Selma Baum founded SOCAP UK

Digging in the dusty archive vaults, one file stood out because, stapled to the front cover, was the business card of Selma Baum, Director of Customer Relations for Saks Fifth Avenue, New York City, USA. The documented history of the first months of SOCAP UK had been unearthed!

Selma first wrote on 28 April 1984 (a typed letter, imagine – ah dear long gone days!) introducing herself as the chair of the SOCAP Task Force on forming new SOCAP groups abroad and how about the UK? Apparently, some months previously at a New York SOCAP US conference, she had ambushed Colin Adamson at a pre-dawn breakfast meeting and, taking advantage of his arriving late and confused, had extracted an undertaking that he would found SOCAP UK.

Chapter or National Organisation?

The first thoughts were to set up a London chapter which would have the same relationship to SOCAP US National Office as, say, the New York City chapter. However this idea was subsequently dropped in favour of a national UK SOCAP. There was even an outline of a business plan – 100 UK members at £150 = £12500 pa - enough for a secretary and 3 mailings.

The rationale for SOCAP UK was set out in a paragraph in January 1985 headed 'Why bother?' and it is worth repeating it since parts at least will resonate for SOCAPiE members today.

The First Rationale

"There is one simple thought behind starting up this association of professionals. Every company that has customers must have some sort of system of dealing with the complaints and queries of those customers. Companies are very committed to improvement but all too often their customer relations staff function in a limbo. They are often very cut off from other bits of the companies and frankly not that popular when they do turn up with the latest complaint. Outside that company, there is no medium for the exchange of experience; no sounding board to compare approaches and methods; no research or methodology available to demonstrate in a factual way the connection between what they do and the success of the company….. SOCAP UK will change all this and give those who deal with customers a new confidence in the importance of their job and new skills with which to do it".

Ring any bells?

---------------

[WRITTEN EXERCISE 1]
Count the lines in the listing that contain the string "bare" and reply with the number alone.
The SOCAP UK history and the listing come from separate, unrelated sources.

[RECORDS SHOWN]
---------------

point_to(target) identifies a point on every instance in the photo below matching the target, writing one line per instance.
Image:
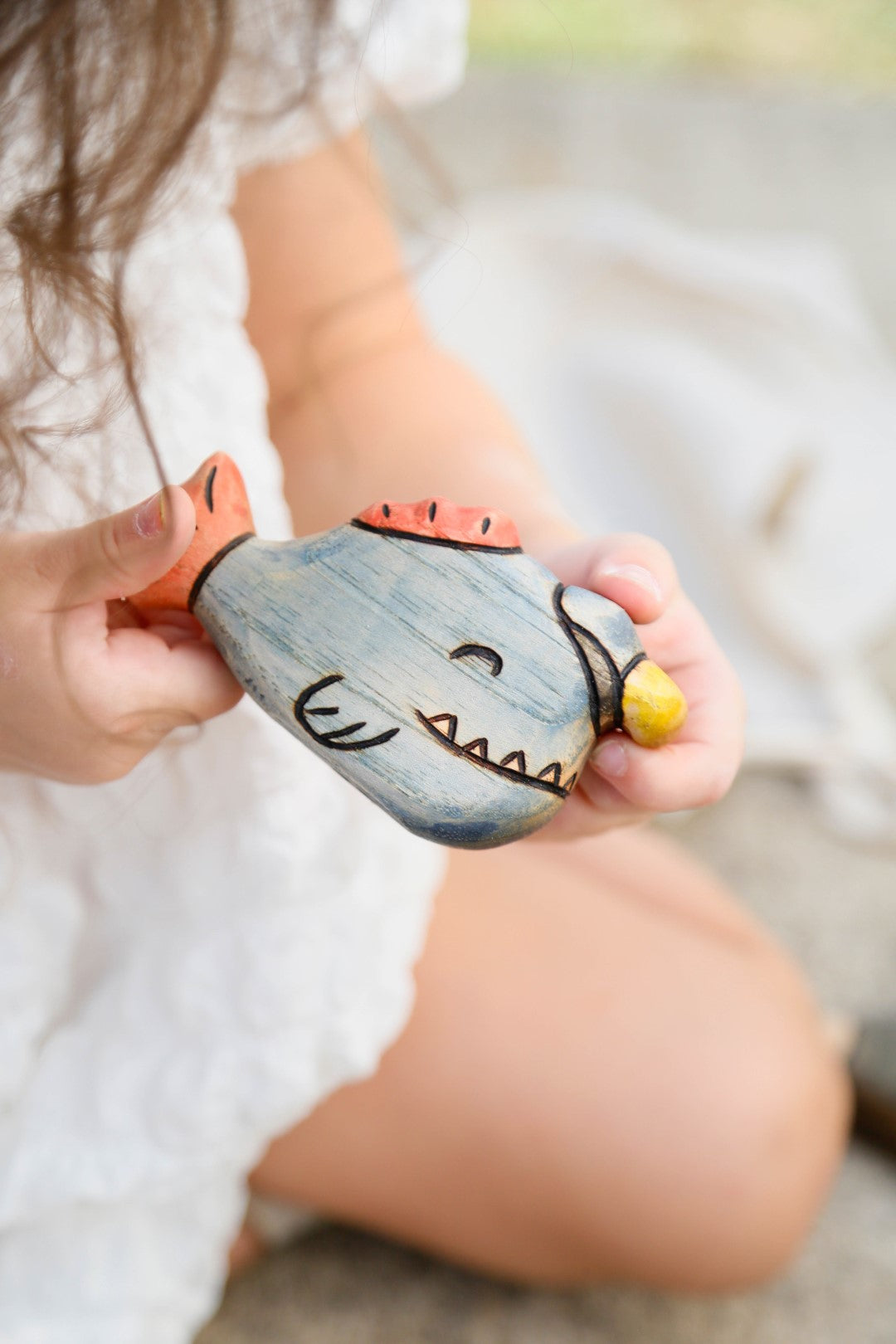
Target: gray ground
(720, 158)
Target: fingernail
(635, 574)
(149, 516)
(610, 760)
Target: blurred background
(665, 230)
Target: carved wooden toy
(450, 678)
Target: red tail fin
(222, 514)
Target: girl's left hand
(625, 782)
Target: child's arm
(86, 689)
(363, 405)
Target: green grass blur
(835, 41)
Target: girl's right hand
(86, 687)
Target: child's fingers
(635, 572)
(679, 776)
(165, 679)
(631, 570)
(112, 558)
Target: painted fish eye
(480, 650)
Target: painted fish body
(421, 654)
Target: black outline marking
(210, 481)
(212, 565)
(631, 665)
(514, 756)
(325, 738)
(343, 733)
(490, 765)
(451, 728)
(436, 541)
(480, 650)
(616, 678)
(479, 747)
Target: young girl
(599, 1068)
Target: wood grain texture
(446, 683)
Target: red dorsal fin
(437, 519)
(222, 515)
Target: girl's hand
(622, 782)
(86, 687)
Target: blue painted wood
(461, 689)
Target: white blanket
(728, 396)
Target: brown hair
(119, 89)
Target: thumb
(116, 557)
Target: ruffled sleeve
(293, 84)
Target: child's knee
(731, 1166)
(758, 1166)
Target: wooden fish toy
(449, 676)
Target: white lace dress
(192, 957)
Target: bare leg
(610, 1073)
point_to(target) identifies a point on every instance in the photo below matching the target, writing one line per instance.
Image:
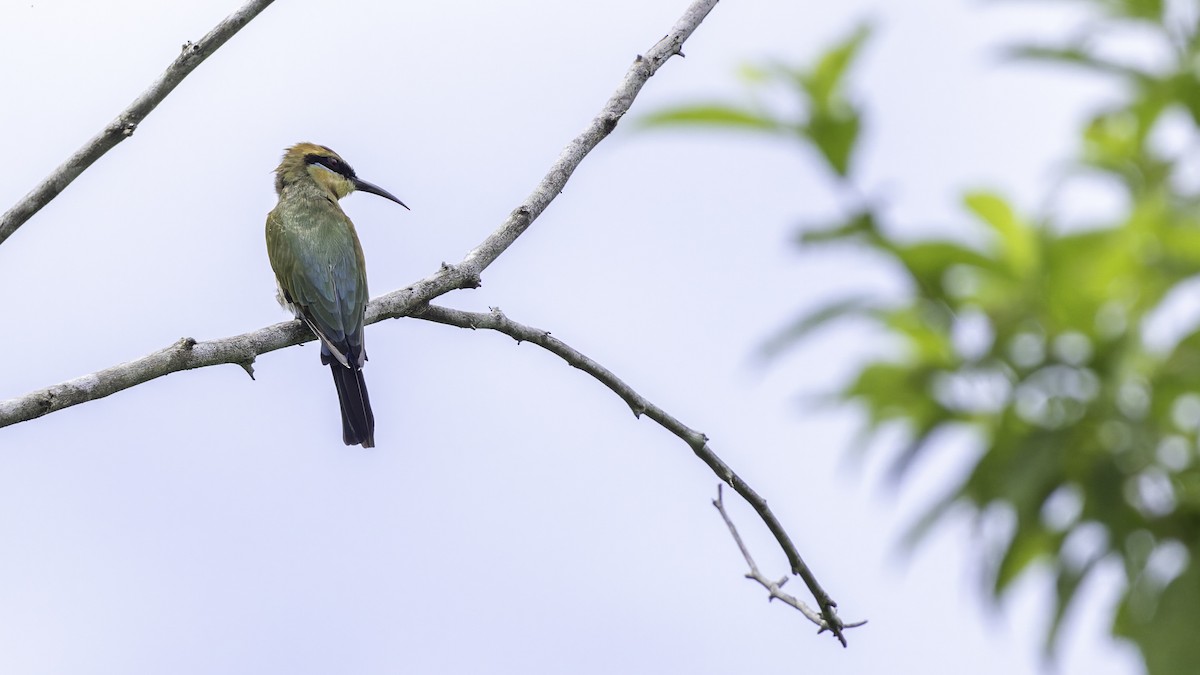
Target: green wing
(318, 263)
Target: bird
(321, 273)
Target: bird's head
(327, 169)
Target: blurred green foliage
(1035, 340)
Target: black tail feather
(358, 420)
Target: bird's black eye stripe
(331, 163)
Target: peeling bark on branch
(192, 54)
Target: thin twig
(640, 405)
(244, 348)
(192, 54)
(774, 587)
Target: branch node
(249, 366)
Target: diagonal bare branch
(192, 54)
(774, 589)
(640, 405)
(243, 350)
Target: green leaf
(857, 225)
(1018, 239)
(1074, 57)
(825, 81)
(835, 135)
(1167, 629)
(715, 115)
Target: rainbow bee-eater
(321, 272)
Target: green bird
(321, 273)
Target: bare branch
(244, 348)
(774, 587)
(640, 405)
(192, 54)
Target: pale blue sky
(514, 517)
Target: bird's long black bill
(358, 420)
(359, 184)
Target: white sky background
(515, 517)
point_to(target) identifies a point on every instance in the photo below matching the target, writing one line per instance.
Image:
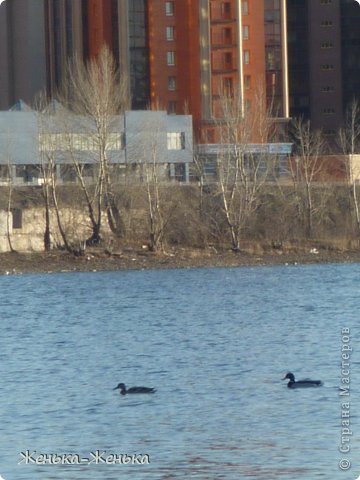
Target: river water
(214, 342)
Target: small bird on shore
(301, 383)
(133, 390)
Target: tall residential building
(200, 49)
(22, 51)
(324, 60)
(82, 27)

---------------

[WRITTEN EXERCISE 2]
Answer these questions from the SOCAP UK history:
(a) What job title did Selma Baum hold at Saks Fifth Avenue?
(b) On what date did Selma first write?
(c) What fee per member did the outline business plan assume?

[TASK RESULT 1]
3

[TASK RESULT 2]
(a) Director of Customer Relations
(b) 28 April 1984
(c) £150